/---

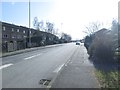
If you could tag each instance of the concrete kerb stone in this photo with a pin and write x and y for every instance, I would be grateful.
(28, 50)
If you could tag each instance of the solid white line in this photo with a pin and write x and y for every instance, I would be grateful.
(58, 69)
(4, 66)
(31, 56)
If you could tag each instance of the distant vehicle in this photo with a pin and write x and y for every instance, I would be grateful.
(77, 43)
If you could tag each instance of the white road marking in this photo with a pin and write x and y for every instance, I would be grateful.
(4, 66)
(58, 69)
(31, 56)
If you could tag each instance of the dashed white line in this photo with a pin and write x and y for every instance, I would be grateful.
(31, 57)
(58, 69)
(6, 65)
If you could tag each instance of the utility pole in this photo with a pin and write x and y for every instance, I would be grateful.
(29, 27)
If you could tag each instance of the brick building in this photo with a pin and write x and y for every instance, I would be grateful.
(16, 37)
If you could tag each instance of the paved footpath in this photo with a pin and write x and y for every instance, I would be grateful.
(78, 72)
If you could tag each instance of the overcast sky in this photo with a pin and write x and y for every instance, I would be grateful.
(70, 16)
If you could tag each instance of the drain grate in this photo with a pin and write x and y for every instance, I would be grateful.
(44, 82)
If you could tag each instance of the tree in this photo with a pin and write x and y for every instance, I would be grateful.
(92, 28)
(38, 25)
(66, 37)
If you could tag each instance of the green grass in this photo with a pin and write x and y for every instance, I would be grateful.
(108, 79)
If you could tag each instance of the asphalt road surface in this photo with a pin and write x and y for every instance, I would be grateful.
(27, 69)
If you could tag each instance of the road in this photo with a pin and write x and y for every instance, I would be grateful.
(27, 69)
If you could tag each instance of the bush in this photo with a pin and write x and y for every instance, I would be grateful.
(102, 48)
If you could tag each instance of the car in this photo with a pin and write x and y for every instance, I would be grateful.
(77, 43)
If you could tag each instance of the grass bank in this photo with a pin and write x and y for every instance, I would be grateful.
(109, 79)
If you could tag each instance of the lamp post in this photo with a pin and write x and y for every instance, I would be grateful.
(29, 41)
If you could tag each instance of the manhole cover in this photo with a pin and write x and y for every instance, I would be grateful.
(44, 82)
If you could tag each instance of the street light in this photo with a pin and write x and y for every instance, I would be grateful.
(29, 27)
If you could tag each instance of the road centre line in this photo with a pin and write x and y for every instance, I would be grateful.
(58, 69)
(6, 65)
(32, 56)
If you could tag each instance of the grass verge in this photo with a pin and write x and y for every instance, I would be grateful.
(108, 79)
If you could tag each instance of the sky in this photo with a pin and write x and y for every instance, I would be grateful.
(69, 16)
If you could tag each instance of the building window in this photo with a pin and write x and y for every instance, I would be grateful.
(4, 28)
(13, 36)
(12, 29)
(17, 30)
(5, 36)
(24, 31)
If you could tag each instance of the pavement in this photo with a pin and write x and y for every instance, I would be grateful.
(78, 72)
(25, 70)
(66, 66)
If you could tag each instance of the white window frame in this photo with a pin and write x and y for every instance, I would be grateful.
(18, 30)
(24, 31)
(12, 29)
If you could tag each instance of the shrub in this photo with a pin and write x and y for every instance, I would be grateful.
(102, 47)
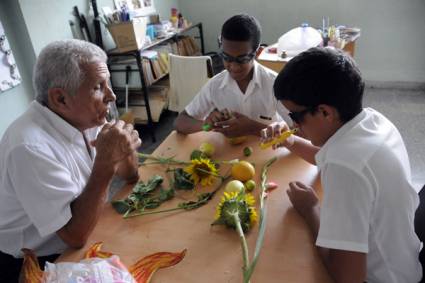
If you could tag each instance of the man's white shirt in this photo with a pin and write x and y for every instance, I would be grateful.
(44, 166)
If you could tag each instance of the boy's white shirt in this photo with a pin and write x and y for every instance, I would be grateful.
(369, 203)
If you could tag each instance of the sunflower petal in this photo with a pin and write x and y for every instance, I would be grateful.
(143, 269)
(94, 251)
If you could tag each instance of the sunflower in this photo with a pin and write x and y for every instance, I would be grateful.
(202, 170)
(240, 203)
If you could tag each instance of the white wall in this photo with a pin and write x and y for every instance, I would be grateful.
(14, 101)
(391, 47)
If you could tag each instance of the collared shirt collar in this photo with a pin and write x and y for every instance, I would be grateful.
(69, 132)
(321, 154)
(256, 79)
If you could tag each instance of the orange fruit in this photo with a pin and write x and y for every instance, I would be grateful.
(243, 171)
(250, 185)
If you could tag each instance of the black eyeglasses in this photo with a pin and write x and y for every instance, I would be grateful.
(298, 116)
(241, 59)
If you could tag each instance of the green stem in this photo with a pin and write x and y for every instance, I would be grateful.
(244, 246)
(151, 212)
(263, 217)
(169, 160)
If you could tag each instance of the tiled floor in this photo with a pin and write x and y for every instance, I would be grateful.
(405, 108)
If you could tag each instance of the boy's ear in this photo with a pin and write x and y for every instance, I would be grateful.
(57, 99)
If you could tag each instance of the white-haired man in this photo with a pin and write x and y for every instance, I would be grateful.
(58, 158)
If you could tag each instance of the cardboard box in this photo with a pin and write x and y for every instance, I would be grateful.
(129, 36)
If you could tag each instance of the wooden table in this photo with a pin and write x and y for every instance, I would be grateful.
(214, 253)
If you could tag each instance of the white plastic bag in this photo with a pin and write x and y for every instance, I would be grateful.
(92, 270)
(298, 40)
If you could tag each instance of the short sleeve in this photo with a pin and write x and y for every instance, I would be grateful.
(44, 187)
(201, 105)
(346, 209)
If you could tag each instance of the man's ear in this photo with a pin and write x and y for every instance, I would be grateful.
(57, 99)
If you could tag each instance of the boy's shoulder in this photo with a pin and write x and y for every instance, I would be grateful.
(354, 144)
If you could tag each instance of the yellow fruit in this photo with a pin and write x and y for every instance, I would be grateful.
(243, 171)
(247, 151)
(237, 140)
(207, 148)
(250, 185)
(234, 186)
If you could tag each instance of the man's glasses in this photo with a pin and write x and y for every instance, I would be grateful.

\---

== PROBLEM TO SOLVE ==
Return every line above verbatim, pictures excluded.

== ANSWER SECTION ==
If you could tag each instance of the concrete kerb stone in this photo with a pin and write x and y for every instance, I would be grateful.
(28, 50)
If you could tag each instance of the solid white line in this photo with a pin and write x and y for every instance, I would be grateful.
(58, 69)
(4, 66)
(31, 56)
If you could tag each instance of the distant vehicle in this photo with a pin and write x and y for every instance, I would be grateful.
(77, 43)
If you could tag each instance of the white road marking in this photo with a pin and write x and y for every instance, I would be grateful.
(4, 66)
(58, 69)
(31, 56)
If you could tag each instance of the dashed white line in this photo with a pin and write x and y for every instance, I would be grateful.
(31, 57)
(58, 69)
(6, 65)
If you could tag each instance of the utility pole in this photo with a pin and write x and y for every instance, I would be grateful.
(29, 27)
If you could tag each instance of the brick building in this photo with a pin and write x and y for every instance, I would be grateful.
(16, 37)
If you could tag each instance of the paved footpath in this photo with a pin and write x and y for every instance, I would be grateful.
(78, 72)
If you could tag each instance of the overcast sky in this photo with a pin and write x and y for every instance, I would be grateful.
(70, 16)
If you could tag each instance of the drain grate in this photo with a pin and write x and y for every instance, I would be grateful.
(44, 82)
If you could tag each instance of the tree in this photo with a pin and write x and y for every instance, I would be grateful.
(92, 28)
(38, 25)
(66, 37)
If you could tag each instance of the green grass in this photo with a pin and write x and y for every instance, I would be grateful.
(108, 79)
If you could tag each instance of the asphalt road surface in this photo with a pin and write x and y for every instance, I would be grateful.
(27, 69)
If you could tag each instance of the road in this photo with a pin and write x and y for every instance, I would be grateful.
(27, 69)
If you could tag each instance of the bush in this photo with a pin and write x and y for every instance, I would be grateful.
(102, 48)
If you could tag each instance of the car in this photo with a pin and write x and y for every instance, I would be grateful.
(77, 43)
If you could tag each instance of the grass bank in this photo with a pin and write x and y for every instance, I would be grateful.
(109, 79)
If you could tag each instance of the lamp post in this photo with a pin and write x and y for every instance, I would be grateful.
(29, 41)
If you could tag each instance of the manhole cover in this photo with a pin and write x and y for every instance, I would be grateful.
(44, 82)
If you could tag each instance of the street light in this photo with a pin and write x and y for every instance, I would be grateful.
(29, 27)
If you could tag each instance of the road centre line in this photo with a pin and write x and y for every instance, I would be grateful.
(58, 69)
(6, 65)
(32, 56)
If you could tag each instance of the grass verge in this photo with a pin and write x and y for every instance, I would be grateful.
(108, 79)
If you could tag each instance of the sky in this photo with a pin and write x and y for every instance, I would be grateful.
(69, 16)
If you could tag each instance of the building window in this photo with a pin and write x and y for every instance, I would be grateful.
(4, 28)
(13, 36)
(12, 29)
(17, 30)
(5, 36)
(24, 31)
If you could tag each instance of the pavement in this photo with a pin and write x and y for every instance, I would be grateful.
(78, 72)
(25, 70)
(66, 66)
If you could tag each instance of the white window frame in this photo with a pin and write x and y for every instance, I would be grateful.
(18, 30)
(24, 31)
(12, 29)
If you could tag each instance of the shrub in this photo with a pin and write x and y for every instance, I would be grateful.
(102, 47)
If you could tag each instance of the man's white shirt in this photo with a pin and write x and y for every instance, I would be grateful.
(44, 166)
If you could tag each instance of the boy's white shirt in this photo with a pin and write x and y for every instance, I would be grateful.
(369, 203)
If you could tag each instance of the sunflower petal in this photo with a pin and write x and y for every instance, I would be grateful.
(143, 269)
(94, 251)
If you could tag each instance of the sunflower in this photo with a pin and write x and y for every instance, I would be grateful.
(202, 170)
(240, 203)
If you could tag each instance of the white wall in this photo with a pin and write x and y for every instance, I would be grateful.
(14, 101)
(391, 47)
If you could tag each instance of the collared shirt collar in this photo with a pin and write x and y for every instance, I would be grateful.
(69, 132)
(321, 154)
(256, 79)
If you could tag each instance of the orange fruit in this photo with a pin and write x and y for every instance, I would be grateful.
(243, 171)
(250, 185)
If you could tag each instance of the black eyeglasses in this photo with a pin and write x and y for every instance, I would be grateful.
(298, 116)
(241, 59)
If you could tag each instance of the green stem in this photo with a pin and write x and y for every instance, I would be grateful.
(244, 246)
(151, 212)
(263, 217)
(169, 160)
If you could tag each instance of the tiled floor in this photo with a pin and write x and y for every instance, I would be grateful.
(405, 108)
If you could tag each instance of the boy's ear in this photo with a pin and write x and y for every instance, I would be grateful.
(57, 99)
If you could tag each instance of the white-haired man in this photo with a pin and write x and y for every instance, I would be grateful.
(58, 158)
If you could tag each instance of the cardboard box in this photo with a pin and write x and y for every instance, I would be grateful.
(129, 36)
If you could tag each instance of the wooden table in this photo with a pin and write x and y for every instance, I would be grateful.
(214, 253)
If you could tag each instance of the white plastic bag in this photo with a pin and write x and y for every instance, I would be grateful.
(92, 270)
(298, 40)
If you could tag each instance of the short sleeve in this photo with a pin and write x and y for every instance, I would be grateful.
(44, 187)
(201, 105)
(346, 209)
If you could tag each instance of the man's ear in this photo with a pin and write x and y for every instance, I would be grateful.
(57, 99)
If you could tag each instance of the boy's shoulder in this photo with a pin and write x and y for every instance, I would be grateful.
(354, 144)
If you could tag each instance of the yellow fruit in this photo with a pin and write x and y for every instance, I would be grateful.
(243, 171)
(247, 151)
(237, 140)
(207, 148)
(250, 185)
(234, 186)
If you could tag each instance of the man's glasses in this photo with a pin and write x and y for every instance, I would be grateful.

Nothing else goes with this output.